• Exercise prompt:
Give a verbatim copy of the lines below, minus the pictures.
--- START OF Dataset entries ---
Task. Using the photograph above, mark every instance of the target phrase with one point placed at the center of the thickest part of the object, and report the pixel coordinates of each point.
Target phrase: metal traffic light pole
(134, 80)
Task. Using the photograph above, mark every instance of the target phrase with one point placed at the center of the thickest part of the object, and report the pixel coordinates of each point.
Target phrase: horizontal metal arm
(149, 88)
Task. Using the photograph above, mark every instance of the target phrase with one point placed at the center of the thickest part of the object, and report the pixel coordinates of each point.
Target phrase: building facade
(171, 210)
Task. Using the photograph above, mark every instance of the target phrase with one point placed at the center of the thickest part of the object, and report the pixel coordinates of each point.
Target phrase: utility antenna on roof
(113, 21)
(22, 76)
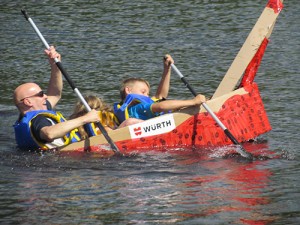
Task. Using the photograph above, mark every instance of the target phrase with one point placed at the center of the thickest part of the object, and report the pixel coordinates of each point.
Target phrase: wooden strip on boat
(262, 29)
(179, 117)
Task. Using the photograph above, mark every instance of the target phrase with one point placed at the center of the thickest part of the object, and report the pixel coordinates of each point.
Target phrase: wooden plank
(262, 29)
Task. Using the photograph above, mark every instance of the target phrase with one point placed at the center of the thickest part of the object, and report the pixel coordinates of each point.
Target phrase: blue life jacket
(25, 138)
(121, 111)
--- END OF Dataset entries ---
• The answer:
Task. Using the photograph above, mark every instance of the target phrase with one point placed at the center of the thickest part of the object, and report the pixel coordinates of each point.
Target phrase: metal traffic light pole
(134, 80)
Task. Using the photograph above, mark every instance of the target phrase with one point placed at the center of the thickest part of the object, and report the pixel coordinates of each point.
Target phrase: horizontal metal arm
(149, 88)
Task. Using the photograph above, mark every instance of the target phrase with one point placed at the center of the thickest part of the object, and report the pixel coordinates of each point.
Target phrase: building facade
(171, 210)
Task. Using the photograph above, mark every instance of the target phrase with one point placed at the center of the thickest part of the object, and report the pixel coordinates of each point.
Target phrase: utility antenna on roof
(113, 21)
(22, 76)
Task. Using the photograph above, mark every instance of the target phrase with one point placed at the center of the thickest part of the object, and report the pixel coordinates of each point.
Target phrase: wooden strip on boat
(262, 29)
(179, 117)
Task. Using the photograph above, mark every instance of the target phrase with one point placed at the center of the thickest part of the object, and report the pixel coordinates of each point.
Target phrase: wooden plank
(262, 29)
Task. Using the photograph above, mark every instance of the target phrase with one point placed at the center of the thickest part of the object, and report the pixel coordinates of each point.
Target phrase: blue life jacket
(25, 138)
(121, 111)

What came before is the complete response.